● Entries provided:
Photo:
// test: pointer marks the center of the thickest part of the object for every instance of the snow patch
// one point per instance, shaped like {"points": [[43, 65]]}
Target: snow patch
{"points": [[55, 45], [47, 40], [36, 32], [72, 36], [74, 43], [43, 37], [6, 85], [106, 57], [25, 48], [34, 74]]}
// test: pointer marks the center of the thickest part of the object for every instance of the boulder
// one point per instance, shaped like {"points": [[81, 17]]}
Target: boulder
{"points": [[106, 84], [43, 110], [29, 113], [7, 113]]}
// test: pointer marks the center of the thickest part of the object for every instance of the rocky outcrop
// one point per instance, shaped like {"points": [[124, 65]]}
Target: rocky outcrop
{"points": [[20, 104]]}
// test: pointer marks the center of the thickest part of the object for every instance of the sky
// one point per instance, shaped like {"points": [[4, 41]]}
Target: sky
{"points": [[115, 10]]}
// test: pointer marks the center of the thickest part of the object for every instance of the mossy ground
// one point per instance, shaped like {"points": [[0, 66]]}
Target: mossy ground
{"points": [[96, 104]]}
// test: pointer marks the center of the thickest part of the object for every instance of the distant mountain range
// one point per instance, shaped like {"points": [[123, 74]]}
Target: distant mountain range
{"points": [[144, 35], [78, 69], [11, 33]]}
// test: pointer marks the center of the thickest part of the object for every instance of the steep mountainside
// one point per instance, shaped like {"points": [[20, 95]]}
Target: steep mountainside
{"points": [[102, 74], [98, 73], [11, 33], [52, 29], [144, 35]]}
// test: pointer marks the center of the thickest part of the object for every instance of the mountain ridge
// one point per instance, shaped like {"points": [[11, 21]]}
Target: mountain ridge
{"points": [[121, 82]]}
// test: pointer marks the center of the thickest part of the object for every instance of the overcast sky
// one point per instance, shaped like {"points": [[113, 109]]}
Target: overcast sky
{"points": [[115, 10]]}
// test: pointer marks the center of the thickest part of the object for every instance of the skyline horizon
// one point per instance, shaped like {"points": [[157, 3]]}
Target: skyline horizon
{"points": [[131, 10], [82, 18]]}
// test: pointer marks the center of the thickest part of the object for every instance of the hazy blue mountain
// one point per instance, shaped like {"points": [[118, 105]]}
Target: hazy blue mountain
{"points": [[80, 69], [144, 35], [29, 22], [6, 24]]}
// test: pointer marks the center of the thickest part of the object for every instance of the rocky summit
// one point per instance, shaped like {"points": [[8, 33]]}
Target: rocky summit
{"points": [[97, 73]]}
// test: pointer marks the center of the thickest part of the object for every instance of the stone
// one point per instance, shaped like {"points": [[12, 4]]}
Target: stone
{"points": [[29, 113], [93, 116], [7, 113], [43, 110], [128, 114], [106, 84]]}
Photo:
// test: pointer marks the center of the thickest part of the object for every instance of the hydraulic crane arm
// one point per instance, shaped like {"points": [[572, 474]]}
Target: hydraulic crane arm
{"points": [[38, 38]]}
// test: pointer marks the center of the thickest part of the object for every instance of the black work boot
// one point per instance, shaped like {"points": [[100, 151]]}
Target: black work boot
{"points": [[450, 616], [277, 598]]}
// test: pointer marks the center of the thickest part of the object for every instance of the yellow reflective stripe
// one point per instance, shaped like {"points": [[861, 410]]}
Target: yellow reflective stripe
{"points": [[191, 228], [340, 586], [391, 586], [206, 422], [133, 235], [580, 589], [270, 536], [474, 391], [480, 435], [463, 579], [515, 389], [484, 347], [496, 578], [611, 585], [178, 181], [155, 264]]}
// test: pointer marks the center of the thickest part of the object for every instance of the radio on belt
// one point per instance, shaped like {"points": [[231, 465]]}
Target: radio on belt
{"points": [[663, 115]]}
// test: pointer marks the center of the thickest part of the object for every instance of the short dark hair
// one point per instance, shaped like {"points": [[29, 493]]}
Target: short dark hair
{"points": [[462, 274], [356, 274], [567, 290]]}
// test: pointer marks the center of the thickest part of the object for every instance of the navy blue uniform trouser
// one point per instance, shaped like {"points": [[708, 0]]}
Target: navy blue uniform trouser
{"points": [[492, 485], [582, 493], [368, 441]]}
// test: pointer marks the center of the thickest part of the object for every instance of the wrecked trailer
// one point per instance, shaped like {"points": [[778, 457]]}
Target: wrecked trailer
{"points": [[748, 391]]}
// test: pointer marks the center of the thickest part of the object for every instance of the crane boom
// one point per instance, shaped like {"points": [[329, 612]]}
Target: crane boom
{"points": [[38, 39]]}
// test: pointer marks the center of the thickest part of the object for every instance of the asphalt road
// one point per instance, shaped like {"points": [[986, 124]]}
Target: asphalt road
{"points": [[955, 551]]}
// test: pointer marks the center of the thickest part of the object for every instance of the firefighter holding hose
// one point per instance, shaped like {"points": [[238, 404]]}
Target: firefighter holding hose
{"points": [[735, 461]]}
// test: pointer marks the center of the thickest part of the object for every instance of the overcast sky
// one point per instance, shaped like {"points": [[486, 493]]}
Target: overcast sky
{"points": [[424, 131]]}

● Aim of the exercise:
Copy out verbatim every line of the data from the line containing "the asphalt road" through the end of the data, including both of those lines.

● Correct output:
// test: pointer marks the center of the thickest part of the object for every instance of the asphalt road
// one point per instance, shaped like {"points": [[986, 124]]}
Target: asphalt road
{"points": [[955, 551]]}
// test: pointer marks the center of the thickest part of the object for every instance of the firefighter holding hose
// one point per instance, shaped like {"points": [[238, 404]]}
Target: firefighter holding hose
{"points": [[735, 461]]}
// test: pointer marks the center of the thickest part of the object for every instance of the overcast sky
// one point per instance, shaped like {"points": [[486, 493]]}
Target: overcast sky
{"points": [[424, 131]]}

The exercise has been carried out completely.